Your objective:
Count the lines in the rows below that contain the string "armrest", treating uppercase and lowercase as different. Reply with the number alone.

Dataset items
- - - - - - -

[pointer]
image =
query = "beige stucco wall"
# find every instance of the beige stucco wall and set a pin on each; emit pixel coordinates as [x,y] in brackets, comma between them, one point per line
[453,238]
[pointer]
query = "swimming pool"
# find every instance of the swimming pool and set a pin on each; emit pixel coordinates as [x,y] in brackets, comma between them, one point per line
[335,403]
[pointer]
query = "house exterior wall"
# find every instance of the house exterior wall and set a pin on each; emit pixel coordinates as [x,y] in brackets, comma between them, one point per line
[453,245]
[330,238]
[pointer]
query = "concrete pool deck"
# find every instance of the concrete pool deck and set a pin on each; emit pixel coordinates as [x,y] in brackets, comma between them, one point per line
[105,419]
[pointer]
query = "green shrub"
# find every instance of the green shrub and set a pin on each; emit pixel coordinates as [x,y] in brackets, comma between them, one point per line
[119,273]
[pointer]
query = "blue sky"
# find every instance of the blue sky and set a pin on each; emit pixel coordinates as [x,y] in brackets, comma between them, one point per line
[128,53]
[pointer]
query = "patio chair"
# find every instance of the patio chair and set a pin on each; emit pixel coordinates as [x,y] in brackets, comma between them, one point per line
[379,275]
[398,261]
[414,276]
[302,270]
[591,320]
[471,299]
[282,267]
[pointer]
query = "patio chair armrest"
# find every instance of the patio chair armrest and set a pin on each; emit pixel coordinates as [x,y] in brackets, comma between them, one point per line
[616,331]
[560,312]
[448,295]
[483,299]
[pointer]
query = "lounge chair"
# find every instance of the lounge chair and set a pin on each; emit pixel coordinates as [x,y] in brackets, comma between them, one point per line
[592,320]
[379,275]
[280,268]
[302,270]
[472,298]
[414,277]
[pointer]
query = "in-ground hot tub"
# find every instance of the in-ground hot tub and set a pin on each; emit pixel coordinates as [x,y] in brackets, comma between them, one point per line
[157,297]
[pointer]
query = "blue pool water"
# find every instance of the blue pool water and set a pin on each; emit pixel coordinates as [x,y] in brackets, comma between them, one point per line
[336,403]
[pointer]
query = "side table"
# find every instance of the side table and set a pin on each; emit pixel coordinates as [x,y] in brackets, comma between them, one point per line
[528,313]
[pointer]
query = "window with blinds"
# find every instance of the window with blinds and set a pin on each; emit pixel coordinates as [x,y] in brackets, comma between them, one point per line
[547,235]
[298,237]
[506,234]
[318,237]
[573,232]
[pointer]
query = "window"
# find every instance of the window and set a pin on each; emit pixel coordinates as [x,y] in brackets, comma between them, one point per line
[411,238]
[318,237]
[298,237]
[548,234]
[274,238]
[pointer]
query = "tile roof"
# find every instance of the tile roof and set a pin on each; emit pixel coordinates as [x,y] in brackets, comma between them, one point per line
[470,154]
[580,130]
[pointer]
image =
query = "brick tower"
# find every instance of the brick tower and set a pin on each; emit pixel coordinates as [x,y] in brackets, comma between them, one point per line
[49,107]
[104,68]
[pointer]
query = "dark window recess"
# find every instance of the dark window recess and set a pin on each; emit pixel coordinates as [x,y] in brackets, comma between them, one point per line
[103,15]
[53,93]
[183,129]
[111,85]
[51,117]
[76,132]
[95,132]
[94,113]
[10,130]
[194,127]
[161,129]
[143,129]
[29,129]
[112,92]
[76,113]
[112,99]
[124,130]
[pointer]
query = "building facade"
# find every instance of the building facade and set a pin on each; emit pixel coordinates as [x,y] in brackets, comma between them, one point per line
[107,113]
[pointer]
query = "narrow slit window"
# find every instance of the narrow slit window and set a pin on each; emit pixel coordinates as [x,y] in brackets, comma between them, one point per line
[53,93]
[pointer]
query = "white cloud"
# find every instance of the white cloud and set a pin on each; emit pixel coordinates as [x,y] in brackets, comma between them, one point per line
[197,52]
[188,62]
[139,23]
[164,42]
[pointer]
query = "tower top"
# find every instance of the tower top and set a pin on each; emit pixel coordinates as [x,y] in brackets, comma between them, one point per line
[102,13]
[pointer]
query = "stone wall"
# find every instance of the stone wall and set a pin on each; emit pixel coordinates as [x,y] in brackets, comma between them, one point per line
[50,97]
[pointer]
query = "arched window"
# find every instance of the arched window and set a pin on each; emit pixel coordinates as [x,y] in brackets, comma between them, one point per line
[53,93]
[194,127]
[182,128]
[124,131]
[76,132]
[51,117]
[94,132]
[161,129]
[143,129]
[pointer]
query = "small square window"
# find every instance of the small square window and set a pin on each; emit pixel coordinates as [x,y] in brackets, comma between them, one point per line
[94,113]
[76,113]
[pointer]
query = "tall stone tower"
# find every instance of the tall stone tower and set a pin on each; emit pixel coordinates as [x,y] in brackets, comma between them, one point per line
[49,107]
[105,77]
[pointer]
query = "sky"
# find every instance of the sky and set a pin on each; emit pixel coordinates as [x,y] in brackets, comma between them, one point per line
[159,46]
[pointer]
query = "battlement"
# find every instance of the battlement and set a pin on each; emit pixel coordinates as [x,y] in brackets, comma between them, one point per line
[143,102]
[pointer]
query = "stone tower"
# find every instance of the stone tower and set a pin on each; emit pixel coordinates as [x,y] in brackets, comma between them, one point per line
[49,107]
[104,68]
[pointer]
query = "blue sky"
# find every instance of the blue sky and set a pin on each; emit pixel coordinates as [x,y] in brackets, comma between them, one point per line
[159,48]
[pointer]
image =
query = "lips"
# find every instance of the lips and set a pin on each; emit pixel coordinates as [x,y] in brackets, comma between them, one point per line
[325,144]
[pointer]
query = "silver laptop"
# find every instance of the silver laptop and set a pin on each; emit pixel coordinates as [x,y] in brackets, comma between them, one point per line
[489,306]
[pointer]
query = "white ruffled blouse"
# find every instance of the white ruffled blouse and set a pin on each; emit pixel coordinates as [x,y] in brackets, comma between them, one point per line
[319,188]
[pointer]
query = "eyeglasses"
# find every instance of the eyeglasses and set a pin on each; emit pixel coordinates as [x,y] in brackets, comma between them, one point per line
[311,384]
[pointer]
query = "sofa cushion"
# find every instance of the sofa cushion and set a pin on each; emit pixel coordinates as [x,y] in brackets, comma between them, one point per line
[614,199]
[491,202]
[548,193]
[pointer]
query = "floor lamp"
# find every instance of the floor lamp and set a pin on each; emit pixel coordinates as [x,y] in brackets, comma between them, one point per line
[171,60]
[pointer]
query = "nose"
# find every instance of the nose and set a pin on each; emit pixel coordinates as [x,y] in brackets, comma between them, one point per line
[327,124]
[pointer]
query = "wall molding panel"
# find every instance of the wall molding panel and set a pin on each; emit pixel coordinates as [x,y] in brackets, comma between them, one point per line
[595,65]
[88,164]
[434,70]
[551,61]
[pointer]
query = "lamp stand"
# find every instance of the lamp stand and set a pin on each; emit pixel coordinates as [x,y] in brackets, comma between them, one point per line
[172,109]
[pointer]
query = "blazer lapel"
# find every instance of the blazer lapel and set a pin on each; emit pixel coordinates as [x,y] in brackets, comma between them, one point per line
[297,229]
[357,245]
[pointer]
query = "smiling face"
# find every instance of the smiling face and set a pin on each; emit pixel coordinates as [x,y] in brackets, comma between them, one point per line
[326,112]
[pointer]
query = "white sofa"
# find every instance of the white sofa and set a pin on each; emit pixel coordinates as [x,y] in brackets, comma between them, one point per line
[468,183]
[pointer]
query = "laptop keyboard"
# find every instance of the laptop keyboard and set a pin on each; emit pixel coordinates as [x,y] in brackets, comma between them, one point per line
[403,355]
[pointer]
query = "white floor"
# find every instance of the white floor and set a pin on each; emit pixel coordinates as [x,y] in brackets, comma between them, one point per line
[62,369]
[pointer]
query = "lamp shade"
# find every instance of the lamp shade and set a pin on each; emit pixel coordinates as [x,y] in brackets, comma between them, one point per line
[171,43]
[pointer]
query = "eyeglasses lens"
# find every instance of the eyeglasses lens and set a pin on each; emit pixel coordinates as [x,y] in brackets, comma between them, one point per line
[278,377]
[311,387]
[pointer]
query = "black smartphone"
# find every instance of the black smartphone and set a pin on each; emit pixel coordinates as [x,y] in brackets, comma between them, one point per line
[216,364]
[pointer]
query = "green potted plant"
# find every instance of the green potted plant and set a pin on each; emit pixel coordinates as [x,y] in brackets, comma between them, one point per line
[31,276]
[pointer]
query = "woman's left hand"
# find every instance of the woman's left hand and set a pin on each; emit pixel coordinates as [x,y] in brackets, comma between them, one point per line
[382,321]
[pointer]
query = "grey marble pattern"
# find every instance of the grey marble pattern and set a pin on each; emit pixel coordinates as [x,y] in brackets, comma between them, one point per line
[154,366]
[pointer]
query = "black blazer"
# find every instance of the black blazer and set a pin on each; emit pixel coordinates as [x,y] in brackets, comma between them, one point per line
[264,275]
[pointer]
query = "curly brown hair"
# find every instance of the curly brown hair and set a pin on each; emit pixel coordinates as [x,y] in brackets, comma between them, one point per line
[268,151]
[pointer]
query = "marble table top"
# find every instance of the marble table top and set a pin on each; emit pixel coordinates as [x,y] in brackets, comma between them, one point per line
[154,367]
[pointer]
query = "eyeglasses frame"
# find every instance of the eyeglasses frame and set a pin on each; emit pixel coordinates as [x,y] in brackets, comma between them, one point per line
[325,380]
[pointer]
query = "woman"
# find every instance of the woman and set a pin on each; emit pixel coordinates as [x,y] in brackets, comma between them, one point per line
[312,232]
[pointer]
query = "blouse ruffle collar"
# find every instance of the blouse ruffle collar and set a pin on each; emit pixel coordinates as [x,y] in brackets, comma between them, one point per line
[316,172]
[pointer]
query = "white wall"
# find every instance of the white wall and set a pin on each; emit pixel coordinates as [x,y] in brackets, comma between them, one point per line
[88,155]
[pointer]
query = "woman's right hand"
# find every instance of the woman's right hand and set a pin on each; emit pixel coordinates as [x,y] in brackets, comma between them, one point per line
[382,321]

- - - - - - -

Full answer:
2